§ Work to complete: Quote the full passage about training agricultural staff, word for word.

Crystal ball gazing in 2014 helped us to understand that if we were to expand our agricultural projects beyond the successes in Managhat and in to more communities we would need agriculturally trained staff on the team.
So we interviewed candidates from Waangwaray, Managhat and Malangi communities and selected 4 young men to send on a 2 year course on Livestock and Agriculture for Livestock course at the Agricultural Institute in Bacho.
The 4 students completed their training in November 2016 and Mr Marceli, our agricultural officer, then enhanced their knowledge by training them on crop and vegetable growing until then were ready to take on the mantel of a CASO in their own community. The 4th CASO has taken on responsibility for the edible gardens programme and will take on the tree project with Mr Marceli when it gets funding.
Mr Marceli is a hugely knowledgeable farmer and a great trainer but he is not a man-manger nor one for the paper work and is close to retirement age. So we decided to recruited an Agricultural Farm Manager called Robbie to start of the succession planning. He job is to manage the team, document the training, liaise with the community leaders and those being training. It is a big job that is only going to get bigger so we are delighted to have him on board.
Training are hugely motivated and proud to be able to share their knowledge with their community and have now begun to do so. So welcome to the team.

§ Point localization data:
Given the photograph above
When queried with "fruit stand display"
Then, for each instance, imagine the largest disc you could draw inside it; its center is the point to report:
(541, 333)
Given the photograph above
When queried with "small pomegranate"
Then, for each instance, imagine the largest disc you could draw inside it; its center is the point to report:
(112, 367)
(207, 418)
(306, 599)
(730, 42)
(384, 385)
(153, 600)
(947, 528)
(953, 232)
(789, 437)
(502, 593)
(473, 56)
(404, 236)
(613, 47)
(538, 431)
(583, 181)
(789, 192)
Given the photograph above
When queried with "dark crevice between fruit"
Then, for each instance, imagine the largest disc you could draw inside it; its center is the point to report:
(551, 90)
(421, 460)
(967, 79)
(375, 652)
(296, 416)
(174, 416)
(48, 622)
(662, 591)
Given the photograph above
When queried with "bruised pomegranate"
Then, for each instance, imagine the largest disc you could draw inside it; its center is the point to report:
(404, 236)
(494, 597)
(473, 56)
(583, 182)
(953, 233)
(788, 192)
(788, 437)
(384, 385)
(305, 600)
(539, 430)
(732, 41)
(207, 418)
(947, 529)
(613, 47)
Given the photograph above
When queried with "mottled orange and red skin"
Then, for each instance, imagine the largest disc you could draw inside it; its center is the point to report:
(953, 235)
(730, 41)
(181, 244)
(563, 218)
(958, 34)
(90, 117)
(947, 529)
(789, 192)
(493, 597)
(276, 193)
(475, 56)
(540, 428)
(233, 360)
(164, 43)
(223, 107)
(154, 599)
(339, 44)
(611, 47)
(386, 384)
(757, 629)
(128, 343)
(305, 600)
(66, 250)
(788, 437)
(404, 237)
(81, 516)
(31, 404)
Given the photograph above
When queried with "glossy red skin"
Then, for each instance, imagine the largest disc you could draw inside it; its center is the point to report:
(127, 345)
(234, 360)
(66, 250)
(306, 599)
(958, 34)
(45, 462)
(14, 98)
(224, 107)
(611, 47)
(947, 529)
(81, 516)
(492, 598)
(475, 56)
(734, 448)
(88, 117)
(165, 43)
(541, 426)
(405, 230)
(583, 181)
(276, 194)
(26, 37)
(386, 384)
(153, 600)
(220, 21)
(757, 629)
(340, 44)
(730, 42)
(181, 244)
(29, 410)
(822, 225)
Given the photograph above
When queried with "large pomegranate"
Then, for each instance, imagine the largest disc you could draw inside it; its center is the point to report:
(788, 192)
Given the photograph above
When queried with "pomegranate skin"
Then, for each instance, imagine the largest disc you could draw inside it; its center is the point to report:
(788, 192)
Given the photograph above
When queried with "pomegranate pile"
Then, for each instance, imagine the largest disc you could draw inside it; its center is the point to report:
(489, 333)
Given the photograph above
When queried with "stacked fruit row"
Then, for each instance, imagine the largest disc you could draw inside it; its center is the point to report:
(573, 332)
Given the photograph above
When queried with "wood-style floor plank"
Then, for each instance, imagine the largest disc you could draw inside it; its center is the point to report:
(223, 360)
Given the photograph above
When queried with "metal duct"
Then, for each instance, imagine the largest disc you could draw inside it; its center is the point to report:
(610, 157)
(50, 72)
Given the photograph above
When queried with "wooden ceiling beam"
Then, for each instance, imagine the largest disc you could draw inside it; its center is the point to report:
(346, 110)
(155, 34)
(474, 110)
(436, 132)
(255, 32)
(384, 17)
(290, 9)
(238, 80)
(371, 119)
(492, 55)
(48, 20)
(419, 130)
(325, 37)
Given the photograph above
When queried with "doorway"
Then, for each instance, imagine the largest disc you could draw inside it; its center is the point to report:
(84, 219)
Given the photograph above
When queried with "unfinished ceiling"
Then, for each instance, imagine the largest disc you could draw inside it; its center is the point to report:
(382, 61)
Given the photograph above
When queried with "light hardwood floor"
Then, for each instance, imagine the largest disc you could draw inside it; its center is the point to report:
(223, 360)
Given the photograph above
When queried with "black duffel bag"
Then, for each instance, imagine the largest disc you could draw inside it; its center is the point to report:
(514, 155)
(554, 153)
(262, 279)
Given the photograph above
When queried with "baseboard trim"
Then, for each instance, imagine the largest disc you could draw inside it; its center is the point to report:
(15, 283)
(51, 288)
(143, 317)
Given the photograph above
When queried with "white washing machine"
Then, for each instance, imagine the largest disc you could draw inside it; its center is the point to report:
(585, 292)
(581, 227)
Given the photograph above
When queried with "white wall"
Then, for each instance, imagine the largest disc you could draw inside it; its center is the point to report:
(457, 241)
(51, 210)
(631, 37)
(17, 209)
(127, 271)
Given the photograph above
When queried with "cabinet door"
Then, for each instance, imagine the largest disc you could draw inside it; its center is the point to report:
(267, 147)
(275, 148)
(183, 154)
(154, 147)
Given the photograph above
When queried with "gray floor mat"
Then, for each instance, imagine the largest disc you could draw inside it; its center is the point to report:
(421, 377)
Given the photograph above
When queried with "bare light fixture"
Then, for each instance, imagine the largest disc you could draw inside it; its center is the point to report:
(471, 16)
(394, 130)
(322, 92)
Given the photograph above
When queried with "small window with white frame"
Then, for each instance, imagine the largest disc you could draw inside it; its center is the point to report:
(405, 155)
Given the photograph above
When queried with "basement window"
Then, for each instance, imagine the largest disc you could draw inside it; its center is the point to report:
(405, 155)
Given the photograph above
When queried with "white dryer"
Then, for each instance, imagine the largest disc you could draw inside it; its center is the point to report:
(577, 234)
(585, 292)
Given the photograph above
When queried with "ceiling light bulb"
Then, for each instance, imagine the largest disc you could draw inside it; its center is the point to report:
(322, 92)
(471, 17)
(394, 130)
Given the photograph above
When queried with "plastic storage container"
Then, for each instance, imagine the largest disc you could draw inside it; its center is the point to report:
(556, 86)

§ Solution to this task:
Crystal ball gazing in 2014 helped us to understand that if we were to expand our agricultural projects beyond the successes in Managhat and in to more communities we would need agriculturally trained staff on the team.
So we interviewed candidates from Waangwaray, Managhat and Malangi communities and selected 4 young men to send on a 2 year course on Livestock and Agriculture for Livestock course at the Agricultural Institute in Bacho.
The 4 students completed their training in November 2016 and Mr Marceli, our agricultural officer, then enhanced their knowledge by training them on crop and vegetable growing until then were ready to take on the mantel of a CASO in their own community. The 4th CASO has taken on responsibility for the edible gardens programme and will take on the tree project with Mr Marceli when it gets funding.
Mr Marceli is a hugely knowledgeable farmer and a great trainer but he is not a man-manger nor one for the paper work and is close to retirement age. So we decided to recruited an Agricultural Farm Manager called Robbie to start of the succession planning. He job is to manage the team, document the training, liaise with the community leaders and those being training. It is a big job that is only going to get bigger so we are delighted to have him on board.
Training are hugely motivated and proud to be able to share their knowledge with their community and have now begun to do so. So welcome to the team.